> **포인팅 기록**
════════════════════

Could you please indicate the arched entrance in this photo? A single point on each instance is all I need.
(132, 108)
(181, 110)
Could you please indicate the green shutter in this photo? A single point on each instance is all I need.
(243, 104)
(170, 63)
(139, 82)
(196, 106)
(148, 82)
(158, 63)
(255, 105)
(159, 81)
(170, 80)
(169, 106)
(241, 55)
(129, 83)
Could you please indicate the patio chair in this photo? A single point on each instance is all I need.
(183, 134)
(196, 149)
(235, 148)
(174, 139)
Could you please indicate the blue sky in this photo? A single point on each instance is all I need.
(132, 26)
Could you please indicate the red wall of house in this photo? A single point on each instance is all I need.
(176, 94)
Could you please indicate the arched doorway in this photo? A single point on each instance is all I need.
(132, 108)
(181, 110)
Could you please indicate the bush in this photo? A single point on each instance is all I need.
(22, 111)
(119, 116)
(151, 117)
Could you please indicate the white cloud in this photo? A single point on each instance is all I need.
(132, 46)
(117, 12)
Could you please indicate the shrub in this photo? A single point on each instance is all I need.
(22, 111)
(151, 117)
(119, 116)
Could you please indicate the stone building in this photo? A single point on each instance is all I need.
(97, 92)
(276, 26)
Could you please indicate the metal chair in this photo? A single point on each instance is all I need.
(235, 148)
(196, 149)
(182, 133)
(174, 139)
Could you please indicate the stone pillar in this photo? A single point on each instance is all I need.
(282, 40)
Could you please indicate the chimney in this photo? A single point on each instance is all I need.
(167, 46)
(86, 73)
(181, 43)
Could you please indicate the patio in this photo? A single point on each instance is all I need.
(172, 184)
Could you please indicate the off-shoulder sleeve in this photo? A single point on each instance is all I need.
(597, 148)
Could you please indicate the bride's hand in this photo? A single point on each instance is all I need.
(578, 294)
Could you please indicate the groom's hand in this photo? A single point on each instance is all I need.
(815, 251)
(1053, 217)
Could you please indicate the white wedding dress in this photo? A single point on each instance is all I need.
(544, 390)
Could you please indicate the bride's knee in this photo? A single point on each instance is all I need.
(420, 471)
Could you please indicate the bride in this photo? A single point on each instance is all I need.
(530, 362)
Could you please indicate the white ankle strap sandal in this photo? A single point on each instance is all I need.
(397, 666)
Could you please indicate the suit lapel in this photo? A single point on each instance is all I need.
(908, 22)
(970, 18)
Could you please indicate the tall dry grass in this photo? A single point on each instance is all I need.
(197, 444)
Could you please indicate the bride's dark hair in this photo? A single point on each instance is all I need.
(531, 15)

════════════════════

> **목표**
위 기록 전체를 줄 단위로 JSON 문자열 목록으로 변환하라. 각 줄은 문자열 하나에 대응하며 빈 줄은 제외한다.

> **실행 결과**
[
  "Could you please indicate the arched entrance in this photo? A single point on each instance is all I need.",
  "(132, 108)",
  "(181, 110)",
  "Could you please indicate the green shutter in this photo? A single point on each instance is all I need.",
  "(243, 104)",
  "(170, 63)",
  "(139, 82)",
  "(196, 106)",
  "(148, 82)",
  "(158, 63)",
  "(255, 105)",
  "(159, 81)",
  "(170, 80)",
  "(169, 106)",
  "(241, 55)",
  "(129, 83)",
  "Could you please indicate the patio chair in this photo? A single point on each instance is all I need.",
  "(183, 134)",
  "(196, 149)",
  "(235, 148)",
  "(174, 139)",
  "Could you please indicate the blue sky in this photo? A single point on each instance is all I need.",
  "(132, 26)",
  "Could you please indicate the red wall of house in this photo? A single point on each instance is all I need.",
  "(176, 94)",
  "Could you please indicate the arched doorway in this photo? A single point on each instance is all I need.",
  "(132, 108)",
  "(181, 110)",
  "Could you please indicate the bush in this photo? A single point on each instance is all I need.",
  "(22, 111)",
  "(119, 116)",
  "(151, 117)",
  "Could you please indicate the white cloud in this photo? A single point on each instance is all I need.",
  "(132, 46)",
  "(117, 12)",
  "Could you please indicate the shrub in this photo? A single point on each instance is all I need.",
  "(22, 111)",
  "(151, 117)",
  "(119, 116)",
  "Could you please indicate the stone building in this photo? A single point on each instance is all I need.",
  "(97, 92)",
  "(276, 26)",
  "Could you please indicate the metal chair in this photo? A single point on each instance is all I need.",
  "(235, 148)",
  "(196, 149)",
  "(182, 133)",
  "(174, 139)",
  "Could you please indicate the stone pillar in this photo? A single point on each instance is all I need.",
  "(282, 40)",
  "Could you please indicate the chimney in this photo? A single point on each instance is all I need.",
  "(167, 46)",
  "(86, 73)",
  "(181, 43)",
  "Could you please indicate the patio in this photo? A single point on each instance is all I need.",
  "(172, 184)",
  "Could you please indicate the off-shoulder sleeve in this photo? A single point on each instance is all I need.",
  "(597, 148)",
  "Could you please indicate the bride's hand in this photo? A single point on each instance is all I need.",
  "(578, 294)",
  "Could you please indicate the groom's hand in this photo? A single point on each instance is all I need.",
  "(815, 251)",
  "(1053, 217)",
  "Could you please indicate the white wedding dress in this photo? A single point on each instance is all I need.",
  "(544, 390)",
  "Could you please indicate the bride's knee in this photo? A single point on each instance is all I need.",
  "(420, 471)",
  "Could you please indicate the bride in this photo? A single point on each instance is all I need.",
  "(530, 362)",
  "Could you please indicate the white ankle strap sandal in this photo? A single point on each instance is all I need.",
  "(397, 666)",
  "Could you please indicate the suit lapel in this photo? A single point on each instance is all I need.",
  "(908, 22)",
  "(970, 18)",
  "Could you please indicate the tall dry grass in this photo? A single point on each instance is all I need.",
  "(197, 444)",
  "Could you please indicate the bride's dark hair in this photo? A single point on each instance is all I need.",
  "(531, 15)"
]